Reading passage:

[Start]

Monday, March 15, 2004

I Shall Rule Them All With An Iron Fist!

A few days back, a mom and her daughter were in to check out some books. Once daughter had her selection chosen, Mom told her to take em up to the desk to check out.

"But I don't have my card," Daughter said.

"Oh, it's all right. You don't need it here," Mom said.

Mrs. C smiled at this and politely said, "That's right. At the moment you won't need your card. But in a couple of months when we have our new computer system you will need your card to check out books."

"Whaaaat?" Mom said in a shocked tone.

Mrs. C explained that this was going to be a new requirement with the new circulation and cataloging computer system. Reason being, all the liberries in our multi-county liberry cooperative are going to be combining their patron records in order to more efficiently serve the public. This means every patron in all of those libraries will be added to one central database which all the libraries will access. So instead of us looking up a patron and seeing only those patron's in our library's database, we'll see all of the library cooperative's patrons. If your name is John Smith, it will be vital to have your card so that your books don't get stuck on some other John Smith's patron record and so that guy's don't get stuck on yours.

Another choice feature of this new collective database is that it will be helpful in keeping track and punishing deadbeat patrons (*cough*cough*cough*THE FAGINS*COUGH*!) At the moment, if a deadbeat patron wants to fill up their card with books at our library, they can turn around and go down the road to Town C's library and fill up there too. When we get the new system, that deadbeat patron will be in for a surprise as it's all gonna be one record. And when their books are overdue by several weeks/months/years/decades they'll also find that they won't be able to simply shun one library and continue checking books out at the others cause it's, all together now, one big happy database.

[End]

In the library post, what will patrons need to check out books once the new computer system is in place?

Record extracts:
[Start]

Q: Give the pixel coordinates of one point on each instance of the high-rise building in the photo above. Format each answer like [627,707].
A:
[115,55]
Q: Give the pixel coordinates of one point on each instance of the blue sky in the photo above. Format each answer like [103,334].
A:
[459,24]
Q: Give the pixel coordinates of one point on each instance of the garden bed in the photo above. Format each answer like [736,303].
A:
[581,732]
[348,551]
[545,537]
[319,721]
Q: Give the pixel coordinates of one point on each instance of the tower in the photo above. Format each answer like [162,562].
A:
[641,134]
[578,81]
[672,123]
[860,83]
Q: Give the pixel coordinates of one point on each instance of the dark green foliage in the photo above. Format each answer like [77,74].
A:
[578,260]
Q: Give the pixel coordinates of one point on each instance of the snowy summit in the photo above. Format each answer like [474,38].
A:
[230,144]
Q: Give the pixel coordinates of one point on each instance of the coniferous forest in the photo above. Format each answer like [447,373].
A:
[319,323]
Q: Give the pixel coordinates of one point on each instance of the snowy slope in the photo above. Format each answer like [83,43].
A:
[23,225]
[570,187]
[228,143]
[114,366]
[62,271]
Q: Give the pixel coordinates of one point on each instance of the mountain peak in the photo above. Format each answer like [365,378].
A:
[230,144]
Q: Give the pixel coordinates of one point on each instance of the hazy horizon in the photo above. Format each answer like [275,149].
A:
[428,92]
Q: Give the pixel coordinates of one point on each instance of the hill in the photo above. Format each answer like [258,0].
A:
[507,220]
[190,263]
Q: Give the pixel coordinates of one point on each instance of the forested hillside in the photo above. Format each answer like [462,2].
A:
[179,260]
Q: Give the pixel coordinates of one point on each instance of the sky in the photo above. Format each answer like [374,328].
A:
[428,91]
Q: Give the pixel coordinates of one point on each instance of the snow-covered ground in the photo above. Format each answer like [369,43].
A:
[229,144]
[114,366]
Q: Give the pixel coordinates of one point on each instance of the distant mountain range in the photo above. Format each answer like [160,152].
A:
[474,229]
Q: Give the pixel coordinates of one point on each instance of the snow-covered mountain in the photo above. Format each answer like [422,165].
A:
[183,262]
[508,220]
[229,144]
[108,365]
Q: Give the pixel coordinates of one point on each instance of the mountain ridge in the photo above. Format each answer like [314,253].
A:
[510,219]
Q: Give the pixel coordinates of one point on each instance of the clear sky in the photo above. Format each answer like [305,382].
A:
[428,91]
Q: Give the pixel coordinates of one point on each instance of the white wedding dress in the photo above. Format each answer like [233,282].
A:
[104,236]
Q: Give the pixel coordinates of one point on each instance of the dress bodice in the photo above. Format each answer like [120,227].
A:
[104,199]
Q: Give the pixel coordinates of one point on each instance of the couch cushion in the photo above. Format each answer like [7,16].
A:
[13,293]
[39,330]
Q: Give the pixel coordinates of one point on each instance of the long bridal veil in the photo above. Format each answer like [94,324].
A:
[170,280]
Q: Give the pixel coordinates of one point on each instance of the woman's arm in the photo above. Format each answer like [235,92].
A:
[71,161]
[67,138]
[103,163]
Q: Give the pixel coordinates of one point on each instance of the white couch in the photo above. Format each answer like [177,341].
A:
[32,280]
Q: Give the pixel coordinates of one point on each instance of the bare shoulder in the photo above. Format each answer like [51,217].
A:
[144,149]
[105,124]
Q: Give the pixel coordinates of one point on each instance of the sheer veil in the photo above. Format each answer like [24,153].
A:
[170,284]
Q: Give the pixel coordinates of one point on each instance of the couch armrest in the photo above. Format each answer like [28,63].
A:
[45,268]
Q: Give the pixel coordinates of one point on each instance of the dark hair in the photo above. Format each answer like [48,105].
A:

[End]

Task solution: Their library card.